* **What is required**
Print exactly the lines from the one containing "Identify each instance of the sun with" through the last line of the listing, both included.

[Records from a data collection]
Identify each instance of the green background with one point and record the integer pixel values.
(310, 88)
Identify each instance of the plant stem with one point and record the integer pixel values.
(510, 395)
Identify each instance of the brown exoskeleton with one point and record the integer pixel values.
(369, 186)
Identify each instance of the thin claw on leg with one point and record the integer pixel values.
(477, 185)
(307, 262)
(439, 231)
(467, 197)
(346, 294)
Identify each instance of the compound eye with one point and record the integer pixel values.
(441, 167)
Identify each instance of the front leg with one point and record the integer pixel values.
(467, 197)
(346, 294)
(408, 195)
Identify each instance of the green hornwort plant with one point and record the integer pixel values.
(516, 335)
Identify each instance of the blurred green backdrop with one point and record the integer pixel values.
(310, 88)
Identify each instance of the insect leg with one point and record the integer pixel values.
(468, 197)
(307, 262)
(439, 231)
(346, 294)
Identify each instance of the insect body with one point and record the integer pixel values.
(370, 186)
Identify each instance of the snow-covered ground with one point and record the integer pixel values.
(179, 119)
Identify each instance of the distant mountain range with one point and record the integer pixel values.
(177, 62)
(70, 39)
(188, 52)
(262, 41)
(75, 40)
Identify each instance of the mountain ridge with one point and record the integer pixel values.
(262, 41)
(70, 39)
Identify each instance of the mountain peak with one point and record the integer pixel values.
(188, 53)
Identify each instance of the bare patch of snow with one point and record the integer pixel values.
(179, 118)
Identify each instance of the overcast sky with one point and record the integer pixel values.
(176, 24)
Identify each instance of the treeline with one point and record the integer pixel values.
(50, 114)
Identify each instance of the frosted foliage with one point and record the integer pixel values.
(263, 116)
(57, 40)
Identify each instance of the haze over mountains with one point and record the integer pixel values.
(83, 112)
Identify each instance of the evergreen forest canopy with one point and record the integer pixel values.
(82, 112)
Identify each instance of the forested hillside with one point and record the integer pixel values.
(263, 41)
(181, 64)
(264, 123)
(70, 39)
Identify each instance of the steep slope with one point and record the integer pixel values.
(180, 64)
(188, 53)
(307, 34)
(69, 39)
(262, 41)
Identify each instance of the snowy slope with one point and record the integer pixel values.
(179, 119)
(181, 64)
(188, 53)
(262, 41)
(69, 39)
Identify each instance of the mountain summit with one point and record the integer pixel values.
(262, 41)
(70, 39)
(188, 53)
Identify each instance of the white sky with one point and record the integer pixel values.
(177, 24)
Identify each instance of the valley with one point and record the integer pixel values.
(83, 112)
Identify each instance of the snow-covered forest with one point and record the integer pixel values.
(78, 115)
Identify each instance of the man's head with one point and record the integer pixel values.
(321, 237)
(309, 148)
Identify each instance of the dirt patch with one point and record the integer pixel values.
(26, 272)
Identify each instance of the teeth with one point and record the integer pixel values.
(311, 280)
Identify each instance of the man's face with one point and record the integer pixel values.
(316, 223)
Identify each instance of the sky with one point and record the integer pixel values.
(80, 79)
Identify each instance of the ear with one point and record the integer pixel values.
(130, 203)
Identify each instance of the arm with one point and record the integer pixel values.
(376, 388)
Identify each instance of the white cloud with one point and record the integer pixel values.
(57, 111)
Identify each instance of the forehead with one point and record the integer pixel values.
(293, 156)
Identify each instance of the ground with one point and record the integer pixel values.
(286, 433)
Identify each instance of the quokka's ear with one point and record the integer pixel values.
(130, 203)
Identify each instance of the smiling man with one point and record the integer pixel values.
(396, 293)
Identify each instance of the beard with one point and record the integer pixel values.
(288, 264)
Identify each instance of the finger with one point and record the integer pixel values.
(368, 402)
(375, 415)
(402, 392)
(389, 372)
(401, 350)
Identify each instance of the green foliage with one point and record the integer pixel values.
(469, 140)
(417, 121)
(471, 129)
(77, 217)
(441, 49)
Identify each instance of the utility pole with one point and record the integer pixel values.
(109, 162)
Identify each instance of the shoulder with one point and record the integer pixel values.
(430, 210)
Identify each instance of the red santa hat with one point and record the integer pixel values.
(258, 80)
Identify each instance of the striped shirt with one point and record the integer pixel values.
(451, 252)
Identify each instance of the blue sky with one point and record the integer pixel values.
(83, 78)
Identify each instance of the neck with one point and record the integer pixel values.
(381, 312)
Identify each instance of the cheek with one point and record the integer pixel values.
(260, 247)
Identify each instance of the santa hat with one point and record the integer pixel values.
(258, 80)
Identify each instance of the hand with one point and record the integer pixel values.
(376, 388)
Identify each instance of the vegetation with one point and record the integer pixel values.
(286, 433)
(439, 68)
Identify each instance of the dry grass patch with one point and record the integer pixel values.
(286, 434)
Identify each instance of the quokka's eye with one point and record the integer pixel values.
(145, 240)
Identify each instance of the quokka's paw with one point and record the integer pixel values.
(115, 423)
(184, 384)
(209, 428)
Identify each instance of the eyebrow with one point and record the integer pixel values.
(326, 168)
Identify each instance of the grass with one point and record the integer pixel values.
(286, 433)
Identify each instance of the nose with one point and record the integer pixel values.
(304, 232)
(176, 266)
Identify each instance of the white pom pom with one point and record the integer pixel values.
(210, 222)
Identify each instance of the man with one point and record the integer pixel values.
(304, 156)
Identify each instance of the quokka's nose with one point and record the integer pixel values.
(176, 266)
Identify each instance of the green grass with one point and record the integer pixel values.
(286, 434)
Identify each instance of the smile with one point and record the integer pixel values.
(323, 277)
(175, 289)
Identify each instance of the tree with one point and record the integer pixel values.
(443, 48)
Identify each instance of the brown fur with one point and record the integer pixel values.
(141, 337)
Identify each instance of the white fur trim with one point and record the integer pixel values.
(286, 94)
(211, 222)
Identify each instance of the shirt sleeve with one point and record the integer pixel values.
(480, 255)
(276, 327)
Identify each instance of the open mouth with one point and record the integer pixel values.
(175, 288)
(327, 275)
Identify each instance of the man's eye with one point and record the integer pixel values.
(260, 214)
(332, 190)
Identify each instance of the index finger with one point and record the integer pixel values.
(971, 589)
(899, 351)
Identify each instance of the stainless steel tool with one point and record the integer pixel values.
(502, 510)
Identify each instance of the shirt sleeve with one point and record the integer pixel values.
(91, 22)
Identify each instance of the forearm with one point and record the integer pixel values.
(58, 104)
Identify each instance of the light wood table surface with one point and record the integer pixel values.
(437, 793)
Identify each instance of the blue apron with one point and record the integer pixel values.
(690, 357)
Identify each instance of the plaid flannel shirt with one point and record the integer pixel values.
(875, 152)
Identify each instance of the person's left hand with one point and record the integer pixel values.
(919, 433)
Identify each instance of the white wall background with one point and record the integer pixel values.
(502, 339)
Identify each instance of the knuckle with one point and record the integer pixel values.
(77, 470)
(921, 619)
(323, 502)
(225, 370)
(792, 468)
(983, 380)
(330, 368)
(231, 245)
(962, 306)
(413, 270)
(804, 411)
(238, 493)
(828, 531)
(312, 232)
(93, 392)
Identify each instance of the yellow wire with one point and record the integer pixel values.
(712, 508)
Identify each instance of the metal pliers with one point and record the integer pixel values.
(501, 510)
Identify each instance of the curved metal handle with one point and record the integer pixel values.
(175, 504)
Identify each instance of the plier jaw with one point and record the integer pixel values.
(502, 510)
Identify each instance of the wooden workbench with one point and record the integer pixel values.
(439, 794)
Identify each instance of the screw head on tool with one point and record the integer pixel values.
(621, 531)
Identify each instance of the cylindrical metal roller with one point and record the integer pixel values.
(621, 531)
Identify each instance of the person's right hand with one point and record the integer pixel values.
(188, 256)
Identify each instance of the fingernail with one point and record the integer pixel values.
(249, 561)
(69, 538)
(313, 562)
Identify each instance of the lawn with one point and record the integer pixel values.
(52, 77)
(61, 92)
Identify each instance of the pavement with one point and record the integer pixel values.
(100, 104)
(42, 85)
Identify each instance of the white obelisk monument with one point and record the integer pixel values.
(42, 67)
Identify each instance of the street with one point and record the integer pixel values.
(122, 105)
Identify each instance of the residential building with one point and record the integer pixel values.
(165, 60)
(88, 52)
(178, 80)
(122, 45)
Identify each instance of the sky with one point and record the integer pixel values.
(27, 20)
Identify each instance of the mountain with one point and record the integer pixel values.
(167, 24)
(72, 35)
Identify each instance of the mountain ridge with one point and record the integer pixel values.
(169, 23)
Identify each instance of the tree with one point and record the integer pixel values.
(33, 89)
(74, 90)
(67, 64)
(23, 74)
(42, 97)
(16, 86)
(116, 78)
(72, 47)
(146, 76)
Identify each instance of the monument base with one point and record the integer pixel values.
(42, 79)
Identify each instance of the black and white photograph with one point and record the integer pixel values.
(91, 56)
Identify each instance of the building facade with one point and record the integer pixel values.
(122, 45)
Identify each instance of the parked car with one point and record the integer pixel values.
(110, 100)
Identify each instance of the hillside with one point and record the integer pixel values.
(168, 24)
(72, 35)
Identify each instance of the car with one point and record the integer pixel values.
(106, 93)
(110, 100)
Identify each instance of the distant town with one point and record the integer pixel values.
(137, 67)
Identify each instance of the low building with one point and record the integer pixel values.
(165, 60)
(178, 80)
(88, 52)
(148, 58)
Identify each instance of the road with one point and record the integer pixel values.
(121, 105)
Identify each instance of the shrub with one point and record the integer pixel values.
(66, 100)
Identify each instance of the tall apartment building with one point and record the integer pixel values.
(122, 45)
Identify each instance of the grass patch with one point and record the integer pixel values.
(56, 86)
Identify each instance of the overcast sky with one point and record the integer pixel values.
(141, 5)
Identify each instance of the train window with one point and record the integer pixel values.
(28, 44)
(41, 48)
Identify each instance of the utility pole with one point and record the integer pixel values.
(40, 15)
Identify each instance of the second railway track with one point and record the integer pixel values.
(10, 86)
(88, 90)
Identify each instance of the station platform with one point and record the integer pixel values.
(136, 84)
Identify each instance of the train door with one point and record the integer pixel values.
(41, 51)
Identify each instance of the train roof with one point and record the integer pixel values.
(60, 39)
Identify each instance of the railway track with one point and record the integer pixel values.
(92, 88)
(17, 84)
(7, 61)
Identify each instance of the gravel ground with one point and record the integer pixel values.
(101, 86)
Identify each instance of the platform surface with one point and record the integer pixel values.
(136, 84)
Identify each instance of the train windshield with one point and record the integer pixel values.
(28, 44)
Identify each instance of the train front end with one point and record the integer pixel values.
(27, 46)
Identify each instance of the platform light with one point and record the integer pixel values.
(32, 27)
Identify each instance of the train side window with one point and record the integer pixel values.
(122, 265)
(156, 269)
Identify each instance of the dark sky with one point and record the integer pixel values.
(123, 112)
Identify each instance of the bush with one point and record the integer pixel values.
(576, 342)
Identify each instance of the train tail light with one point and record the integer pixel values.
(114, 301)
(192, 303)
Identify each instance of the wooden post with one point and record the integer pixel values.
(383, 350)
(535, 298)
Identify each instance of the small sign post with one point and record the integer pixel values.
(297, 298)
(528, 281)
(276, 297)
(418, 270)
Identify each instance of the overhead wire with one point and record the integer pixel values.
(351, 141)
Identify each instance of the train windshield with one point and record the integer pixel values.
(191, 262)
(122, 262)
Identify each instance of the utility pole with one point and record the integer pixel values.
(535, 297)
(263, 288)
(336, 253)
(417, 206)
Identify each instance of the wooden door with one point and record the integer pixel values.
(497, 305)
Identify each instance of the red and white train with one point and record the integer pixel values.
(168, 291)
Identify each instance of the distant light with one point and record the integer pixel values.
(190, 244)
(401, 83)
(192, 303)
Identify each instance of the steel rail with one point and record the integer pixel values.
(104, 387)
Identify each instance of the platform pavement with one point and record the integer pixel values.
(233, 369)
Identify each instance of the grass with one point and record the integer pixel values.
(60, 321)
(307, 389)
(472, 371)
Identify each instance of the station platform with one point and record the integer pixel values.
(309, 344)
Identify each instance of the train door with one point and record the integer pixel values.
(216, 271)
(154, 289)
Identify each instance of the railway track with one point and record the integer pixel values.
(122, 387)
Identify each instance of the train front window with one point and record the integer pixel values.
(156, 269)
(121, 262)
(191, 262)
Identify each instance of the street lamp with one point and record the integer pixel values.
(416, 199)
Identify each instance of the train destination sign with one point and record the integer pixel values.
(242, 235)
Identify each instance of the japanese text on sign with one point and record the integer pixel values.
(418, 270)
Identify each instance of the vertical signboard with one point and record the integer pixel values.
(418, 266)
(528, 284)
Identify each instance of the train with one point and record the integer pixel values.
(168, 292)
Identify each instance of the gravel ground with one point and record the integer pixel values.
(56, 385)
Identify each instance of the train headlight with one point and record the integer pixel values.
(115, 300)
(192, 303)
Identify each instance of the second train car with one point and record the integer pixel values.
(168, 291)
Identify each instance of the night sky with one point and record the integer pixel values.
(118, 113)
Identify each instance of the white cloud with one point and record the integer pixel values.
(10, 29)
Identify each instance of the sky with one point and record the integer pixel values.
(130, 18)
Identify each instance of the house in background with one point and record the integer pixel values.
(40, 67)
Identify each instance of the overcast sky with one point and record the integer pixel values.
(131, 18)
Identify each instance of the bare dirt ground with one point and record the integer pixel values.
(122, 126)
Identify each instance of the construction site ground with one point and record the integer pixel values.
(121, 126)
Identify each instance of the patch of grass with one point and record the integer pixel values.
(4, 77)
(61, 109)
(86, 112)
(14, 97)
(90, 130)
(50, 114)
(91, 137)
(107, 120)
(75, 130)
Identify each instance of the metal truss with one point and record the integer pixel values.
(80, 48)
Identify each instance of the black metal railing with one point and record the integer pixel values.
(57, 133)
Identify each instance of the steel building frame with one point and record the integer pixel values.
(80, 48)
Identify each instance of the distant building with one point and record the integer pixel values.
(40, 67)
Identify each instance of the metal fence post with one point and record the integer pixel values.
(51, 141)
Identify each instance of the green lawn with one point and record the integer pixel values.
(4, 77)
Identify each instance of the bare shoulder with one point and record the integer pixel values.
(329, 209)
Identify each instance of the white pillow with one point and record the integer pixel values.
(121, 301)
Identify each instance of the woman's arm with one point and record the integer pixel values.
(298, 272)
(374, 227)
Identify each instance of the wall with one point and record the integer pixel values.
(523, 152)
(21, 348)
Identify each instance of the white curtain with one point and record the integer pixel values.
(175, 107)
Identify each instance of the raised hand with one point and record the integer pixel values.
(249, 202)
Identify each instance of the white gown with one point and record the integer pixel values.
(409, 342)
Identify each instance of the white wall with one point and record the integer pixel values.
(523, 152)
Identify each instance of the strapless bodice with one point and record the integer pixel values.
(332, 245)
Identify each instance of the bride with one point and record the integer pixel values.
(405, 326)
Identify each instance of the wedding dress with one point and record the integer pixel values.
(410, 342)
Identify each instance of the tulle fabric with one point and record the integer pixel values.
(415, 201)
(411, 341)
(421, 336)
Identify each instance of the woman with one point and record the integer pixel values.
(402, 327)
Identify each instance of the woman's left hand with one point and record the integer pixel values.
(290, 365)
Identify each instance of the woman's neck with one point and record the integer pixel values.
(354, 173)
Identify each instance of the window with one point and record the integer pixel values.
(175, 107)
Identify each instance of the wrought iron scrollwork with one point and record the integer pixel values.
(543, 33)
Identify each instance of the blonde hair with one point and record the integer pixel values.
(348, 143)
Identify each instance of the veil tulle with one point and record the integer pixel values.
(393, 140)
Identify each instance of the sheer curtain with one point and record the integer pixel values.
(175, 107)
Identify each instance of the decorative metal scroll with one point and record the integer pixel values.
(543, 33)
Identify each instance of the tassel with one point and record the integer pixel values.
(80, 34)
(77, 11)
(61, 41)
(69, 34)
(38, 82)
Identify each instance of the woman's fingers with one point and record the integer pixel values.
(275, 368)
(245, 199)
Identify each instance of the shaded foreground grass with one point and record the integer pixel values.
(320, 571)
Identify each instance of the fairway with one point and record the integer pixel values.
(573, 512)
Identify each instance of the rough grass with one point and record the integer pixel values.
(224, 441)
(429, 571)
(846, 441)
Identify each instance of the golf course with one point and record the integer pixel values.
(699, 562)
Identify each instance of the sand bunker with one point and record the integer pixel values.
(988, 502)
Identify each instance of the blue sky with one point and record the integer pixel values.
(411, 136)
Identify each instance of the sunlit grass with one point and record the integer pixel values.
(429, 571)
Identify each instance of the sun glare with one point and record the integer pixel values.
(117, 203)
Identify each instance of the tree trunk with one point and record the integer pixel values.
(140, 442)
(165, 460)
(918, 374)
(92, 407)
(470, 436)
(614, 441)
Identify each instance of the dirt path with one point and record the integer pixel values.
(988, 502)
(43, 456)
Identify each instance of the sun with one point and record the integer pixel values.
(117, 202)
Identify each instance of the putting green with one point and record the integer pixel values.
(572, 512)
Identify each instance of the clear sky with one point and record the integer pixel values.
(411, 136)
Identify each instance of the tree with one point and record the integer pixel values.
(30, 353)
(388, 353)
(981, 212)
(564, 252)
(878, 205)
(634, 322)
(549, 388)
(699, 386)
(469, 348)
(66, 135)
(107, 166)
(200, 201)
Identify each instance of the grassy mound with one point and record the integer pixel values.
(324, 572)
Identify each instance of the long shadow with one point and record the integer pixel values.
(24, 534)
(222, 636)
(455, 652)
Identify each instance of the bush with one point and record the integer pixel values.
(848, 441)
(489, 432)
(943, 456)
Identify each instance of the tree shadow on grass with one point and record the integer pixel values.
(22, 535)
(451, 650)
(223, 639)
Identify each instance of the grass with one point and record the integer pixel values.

* **Solved problem**
Identify each instance of the sun with one point and record the integer pixel values.
(117, 202)
Identify each instance of the putting green with one point and record the integer pixel values.
(572, 512)
Identify each instance of the clear sky with one point and record the integer pixel values.
(411, 136)
Identify each instance of the tree with one point and record the integer pixel values.
(30, 353)
(388, 353)
(981, 212)
(564, 252)
(878, 205)
(634, 322)
(549, 388)
(699, 386)
(469, 348)
(66, 135)
(107, 166)
(200, 201)
Identify each instance of the grassy mound with one point and record the integer pixel values.
(324, 572)
Identify each instance of the long shadow with one point and record the integer pixel values.
(24, 534)
(222, 636)
(455, 652)
Identify each instance of the bush with one point and record the integer pixel values.
(848, 441)
(489, 432)
(943, 456)
Identify each instance of the tree shadow on grass with one point and record the integer pixel values.
(22, 535)
(451, 650)
(223, 639)
Identify each instance of the grass with one point and record the integer pixel values.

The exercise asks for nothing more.